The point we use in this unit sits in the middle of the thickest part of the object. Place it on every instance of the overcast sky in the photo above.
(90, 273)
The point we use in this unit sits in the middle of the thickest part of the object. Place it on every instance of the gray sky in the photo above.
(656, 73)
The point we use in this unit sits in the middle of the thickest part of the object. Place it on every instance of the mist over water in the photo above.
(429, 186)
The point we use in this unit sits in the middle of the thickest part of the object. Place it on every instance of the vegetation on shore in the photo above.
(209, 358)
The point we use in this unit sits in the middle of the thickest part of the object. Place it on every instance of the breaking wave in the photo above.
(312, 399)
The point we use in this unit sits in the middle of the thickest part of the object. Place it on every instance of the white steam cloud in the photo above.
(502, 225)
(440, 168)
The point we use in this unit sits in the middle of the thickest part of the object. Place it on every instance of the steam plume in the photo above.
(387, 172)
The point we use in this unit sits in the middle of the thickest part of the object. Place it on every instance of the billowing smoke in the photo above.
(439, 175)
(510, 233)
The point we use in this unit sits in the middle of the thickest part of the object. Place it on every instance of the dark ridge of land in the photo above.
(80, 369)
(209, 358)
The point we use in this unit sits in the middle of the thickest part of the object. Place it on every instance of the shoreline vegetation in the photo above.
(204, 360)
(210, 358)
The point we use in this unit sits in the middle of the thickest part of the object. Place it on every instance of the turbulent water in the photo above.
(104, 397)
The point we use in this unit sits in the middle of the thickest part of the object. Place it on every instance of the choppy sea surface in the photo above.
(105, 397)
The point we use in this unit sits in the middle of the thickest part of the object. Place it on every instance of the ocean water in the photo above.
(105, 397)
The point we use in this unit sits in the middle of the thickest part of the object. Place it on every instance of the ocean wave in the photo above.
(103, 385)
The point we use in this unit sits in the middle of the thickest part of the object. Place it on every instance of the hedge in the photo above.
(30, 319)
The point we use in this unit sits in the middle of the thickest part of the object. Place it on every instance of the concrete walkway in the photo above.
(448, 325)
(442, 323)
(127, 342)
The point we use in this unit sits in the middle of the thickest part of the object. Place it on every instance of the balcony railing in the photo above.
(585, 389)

__Stated exercise__. Reproduce exactly the line containing "land in the photo above." and every line after it through the end of the records above, and nothing else.

__Solution to this exercise__.
The point we use in this unit sits in the middle of the thickest part of the object. Place it on every instance of the dark ridge of land in the photo above.
(80, 369)
(209, 358)
The point we use in this unit sits in the middle of the thickest part of the object. Place it on every instance of the shoreline vegetation in the photo above.
(204, 360)
(210, 358)
The point we use in this unit sits in the middle of the thickest part of the object. Place it on every instance of the turbulent water in the photo above.
(104, 397)
The point we use in this unit sits in the middle of the thickest part of the object. Place it on every instance of the choppy sea surface in the photo above.
(105, 397)
The point we use in this unit sits in the middle of the thickest part of the object. Place it on every instance of the ocean water in the photo above.
(105, 397)
The point we use in this unit sits in the middle of the thickest part of the object. Place it on every instance of the ocean wave in the photo above.
(103, 385)
The point we use in this unit sits in the middle of the thickest part of the object. Place it on every instance of the hedge in the photo above.
(30, 319)
The point we use in this unit sits in the middle of the thickest part of the object. Place it on every instance of the concrete walkway in the photo above.
(448, 325)
(442, 323)
(127, 342)
The point we use in this unit sits in the middle of the thickest part of the object. Place it on every instance of the balcony railing in the photo above.
(585, 389)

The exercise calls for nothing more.